▶ **Set exercise**: Rewrite every line of the data below, starting at the line that contains "Where can the white cumulus" and ending at the line that contains "[[624, 114], [524, 108]]", and scale each answer's [x, y] point coordinates by 1.7, rounding to whole numbers with halves going up. Copy all other text in those lines unchanged, and give only those lines.
--- begin Records to process ---
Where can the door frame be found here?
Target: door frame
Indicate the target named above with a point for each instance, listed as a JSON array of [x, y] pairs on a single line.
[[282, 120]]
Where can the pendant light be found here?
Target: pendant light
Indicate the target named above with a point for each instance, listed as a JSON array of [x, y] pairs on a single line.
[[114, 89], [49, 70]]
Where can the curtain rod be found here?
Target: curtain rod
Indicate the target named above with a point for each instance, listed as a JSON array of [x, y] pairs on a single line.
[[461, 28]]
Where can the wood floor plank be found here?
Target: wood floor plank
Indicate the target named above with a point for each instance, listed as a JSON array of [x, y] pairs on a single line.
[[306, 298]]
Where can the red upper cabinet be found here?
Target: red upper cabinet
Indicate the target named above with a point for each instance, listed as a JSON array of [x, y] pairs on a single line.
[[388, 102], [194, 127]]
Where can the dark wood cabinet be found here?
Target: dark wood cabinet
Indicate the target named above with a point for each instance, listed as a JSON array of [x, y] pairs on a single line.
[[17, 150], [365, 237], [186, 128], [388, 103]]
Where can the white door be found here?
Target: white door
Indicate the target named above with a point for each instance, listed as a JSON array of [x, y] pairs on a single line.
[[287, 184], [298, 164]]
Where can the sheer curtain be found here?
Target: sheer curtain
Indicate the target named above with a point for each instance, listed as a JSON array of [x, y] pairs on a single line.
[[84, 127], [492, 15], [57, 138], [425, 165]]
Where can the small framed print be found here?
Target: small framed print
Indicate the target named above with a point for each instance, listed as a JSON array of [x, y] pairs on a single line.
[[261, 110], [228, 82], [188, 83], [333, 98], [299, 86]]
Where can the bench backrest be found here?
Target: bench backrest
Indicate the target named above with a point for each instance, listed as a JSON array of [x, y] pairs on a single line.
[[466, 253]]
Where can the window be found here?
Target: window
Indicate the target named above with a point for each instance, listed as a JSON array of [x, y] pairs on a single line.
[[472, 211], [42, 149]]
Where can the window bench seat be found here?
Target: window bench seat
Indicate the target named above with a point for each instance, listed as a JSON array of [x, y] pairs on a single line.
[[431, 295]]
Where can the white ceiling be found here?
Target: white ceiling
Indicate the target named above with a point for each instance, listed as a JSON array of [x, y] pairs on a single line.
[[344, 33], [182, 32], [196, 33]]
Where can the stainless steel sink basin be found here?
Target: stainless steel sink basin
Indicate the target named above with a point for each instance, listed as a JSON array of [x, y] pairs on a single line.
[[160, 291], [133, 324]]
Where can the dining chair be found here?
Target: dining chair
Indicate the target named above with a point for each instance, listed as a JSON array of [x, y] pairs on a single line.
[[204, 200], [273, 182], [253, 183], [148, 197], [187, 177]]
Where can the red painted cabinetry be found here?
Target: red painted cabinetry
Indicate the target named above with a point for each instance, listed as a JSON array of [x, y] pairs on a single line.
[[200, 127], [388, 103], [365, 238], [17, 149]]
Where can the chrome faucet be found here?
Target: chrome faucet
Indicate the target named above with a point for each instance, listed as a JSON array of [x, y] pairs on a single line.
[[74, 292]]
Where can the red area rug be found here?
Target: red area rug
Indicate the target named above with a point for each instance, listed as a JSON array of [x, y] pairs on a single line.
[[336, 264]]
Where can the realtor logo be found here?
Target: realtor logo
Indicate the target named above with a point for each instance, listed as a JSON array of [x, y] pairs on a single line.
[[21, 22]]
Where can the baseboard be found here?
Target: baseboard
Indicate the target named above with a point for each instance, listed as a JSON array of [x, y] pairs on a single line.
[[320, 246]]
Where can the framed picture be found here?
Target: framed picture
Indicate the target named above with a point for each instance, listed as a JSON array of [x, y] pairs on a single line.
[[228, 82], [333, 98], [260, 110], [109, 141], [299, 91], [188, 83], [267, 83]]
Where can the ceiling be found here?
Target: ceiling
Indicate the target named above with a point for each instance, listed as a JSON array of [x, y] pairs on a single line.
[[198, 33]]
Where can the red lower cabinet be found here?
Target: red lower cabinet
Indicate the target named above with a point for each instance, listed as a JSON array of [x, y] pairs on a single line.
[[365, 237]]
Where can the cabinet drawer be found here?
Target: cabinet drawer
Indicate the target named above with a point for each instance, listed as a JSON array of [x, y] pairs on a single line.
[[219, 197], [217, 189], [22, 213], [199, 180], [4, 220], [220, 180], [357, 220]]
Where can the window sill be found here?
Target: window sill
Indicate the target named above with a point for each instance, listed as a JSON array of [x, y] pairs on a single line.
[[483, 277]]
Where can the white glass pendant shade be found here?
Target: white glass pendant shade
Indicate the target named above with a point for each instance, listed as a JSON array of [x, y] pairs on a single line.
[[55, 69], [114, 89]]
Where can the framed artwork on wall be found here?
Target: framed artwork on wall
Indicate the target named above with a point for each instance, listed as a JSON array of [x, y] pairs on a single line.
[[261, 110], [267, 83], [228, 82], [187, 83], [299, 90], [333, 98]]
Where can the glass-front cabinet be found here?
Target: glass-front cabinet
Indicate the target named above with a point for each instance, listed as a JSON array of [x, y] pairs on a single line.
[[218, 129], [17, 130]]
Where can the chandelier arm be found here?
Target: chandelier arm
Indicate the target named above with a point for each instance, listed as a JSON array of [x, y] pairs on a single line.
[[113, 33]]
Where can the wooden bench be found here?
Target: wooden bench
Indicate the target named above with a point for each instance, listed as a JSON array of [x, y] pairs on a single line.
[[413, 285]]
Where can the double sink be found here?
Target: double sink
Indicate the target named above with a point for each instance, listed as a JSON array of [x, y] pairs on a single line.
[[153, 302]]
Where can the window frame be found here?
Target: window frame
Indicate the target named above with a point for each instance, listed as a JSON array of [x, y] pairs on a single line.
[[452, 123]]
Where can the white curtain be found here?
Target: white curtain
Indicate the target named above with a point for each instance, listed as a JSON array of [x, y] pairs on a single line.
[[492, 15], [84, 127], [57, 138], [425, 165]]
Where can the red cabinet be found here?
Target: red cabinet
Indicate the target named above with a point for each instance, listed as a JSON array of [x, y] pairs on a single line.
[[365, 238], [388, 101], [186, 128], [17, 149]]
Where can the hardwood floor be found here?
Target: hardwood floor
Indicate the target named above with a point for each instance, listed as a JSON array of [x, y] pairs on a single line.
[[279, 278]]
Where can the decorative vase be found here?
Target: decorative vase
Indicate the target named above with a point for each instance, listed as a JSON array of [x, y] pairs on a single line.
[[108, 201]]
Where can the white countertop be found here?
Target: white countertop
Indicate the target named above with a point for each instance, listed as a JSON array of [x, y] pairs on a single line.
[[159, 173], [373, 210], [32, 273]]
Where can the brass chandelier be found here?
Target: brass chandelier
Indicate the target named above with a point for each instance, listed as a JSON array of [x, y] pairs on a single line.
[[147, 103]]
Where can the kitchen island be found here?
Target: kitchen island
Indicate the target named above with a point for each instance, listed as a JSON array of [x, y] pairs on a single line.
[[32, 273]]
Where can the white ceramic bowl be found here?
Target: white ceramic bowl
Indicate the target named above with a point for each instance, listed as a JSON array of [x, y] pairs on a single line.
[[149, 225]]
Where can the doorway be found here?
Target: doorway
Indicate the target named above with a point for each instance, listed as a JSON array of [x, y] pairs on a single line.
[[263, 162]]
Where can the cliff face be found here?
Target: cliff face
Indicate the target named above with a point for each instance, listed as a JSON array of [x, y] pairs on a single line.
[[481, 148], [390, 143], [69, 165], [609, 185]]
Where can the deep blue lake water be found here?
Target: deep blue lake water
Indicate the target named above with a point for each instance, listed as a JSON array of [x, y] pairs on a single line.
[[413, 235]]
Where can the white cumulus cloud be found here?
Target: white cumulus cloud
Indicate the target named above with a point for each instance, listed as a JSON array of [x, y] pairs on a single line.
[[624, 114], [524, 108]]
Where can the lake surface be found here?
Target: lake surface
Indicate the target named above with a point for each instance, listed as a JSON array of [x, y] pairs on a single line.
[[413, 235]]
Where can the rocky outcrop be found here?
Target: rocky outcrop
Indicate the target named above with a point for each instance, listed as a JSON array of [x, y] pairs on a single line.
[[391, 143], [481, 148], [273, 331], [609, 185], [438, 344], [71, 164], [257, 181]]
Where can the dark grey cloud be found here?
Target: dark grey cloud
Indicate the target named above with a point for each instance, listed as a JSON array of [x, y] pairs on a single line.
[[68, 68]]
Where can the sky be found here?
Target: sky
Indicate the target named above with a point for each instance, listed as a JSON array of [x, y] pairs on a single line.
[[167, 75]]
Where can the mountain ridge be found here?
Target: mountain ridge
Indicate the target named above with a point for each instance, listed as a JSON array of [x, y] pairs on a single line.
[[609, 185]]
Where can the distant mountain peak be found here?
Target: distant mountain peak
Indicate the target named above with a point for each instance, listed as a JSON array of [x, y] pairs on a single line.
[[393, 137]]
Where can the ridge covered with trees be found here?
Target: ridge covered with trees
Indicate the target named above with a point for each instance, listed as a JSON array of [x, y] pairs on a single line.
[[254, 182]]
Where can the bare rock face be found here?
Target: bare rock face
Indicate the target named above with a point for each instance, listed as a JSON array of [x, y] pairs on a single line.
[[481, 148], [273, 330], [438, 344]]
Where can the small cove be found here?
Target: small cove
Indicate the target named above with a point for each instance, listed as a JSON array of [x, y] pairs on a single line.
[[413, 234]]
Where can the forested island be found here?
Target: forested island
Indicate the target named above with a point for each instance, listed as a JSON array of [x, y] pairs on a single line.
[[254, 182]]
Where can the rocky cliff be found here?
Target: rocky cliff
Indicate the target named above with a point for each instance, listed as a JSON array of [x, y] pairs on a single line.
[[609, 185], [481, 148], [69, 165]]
--- end Records to process ---
▶ **Problem solution**:
Where can the white cumulus cloud be found here?
Target: white cumulus cloud
Indicate the target named above with a point for each instance, listed as a JSON array of [x, y] pairs on a single line.
[[1061, 194], [891, 184]]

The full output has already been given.